Prayer is hard to define because it is unique to each person, as unique as a fingerprint, as a strand of our DNA. The beauty of prayer is exactly that: your prayer will never be mine, and my prayer will never be yours. I cannot tell you how to do prayer, but I can share with you how to be before God - for that is really all prayer is. There is no formula, no rule, no secret sauce. I might have some suggestions, but each person needs to want to touch God’s heart desperately enough to begin the process of really praying. Prayer is a personal journey of exploration, and one that must be undertaken with passion - that ferocious passion that defines the deepest places in our heart for union with the Divine.

What you will do:
Render the sentence "There is no formula, no rule, no secret sauce." from the passage on prayer in Spanish.

Data provided:
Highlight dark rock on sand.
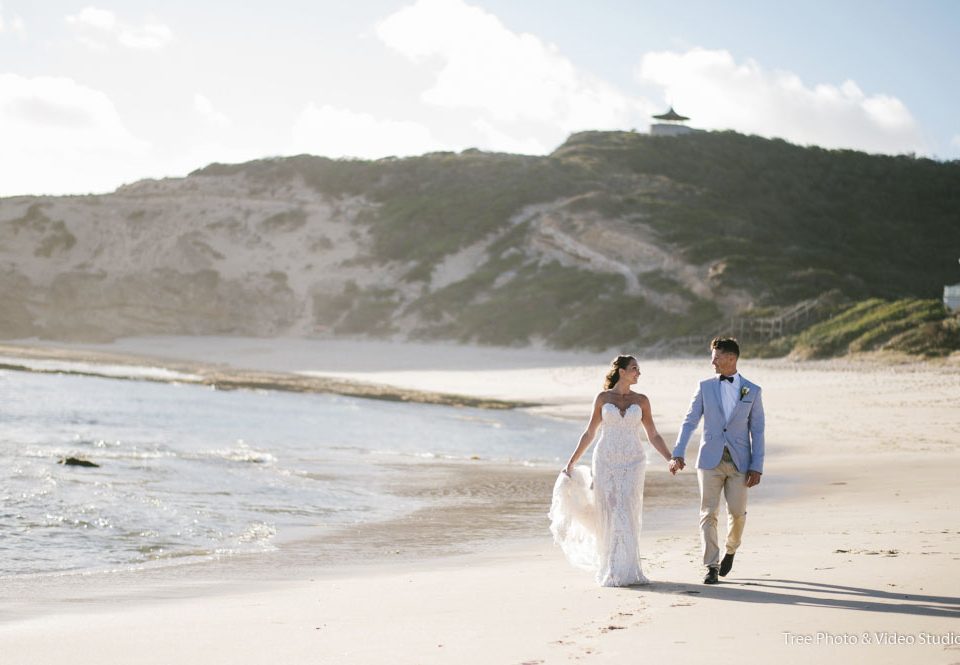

Response to this task:
No hay fórmula, ni regla, ni ingrediente secreto.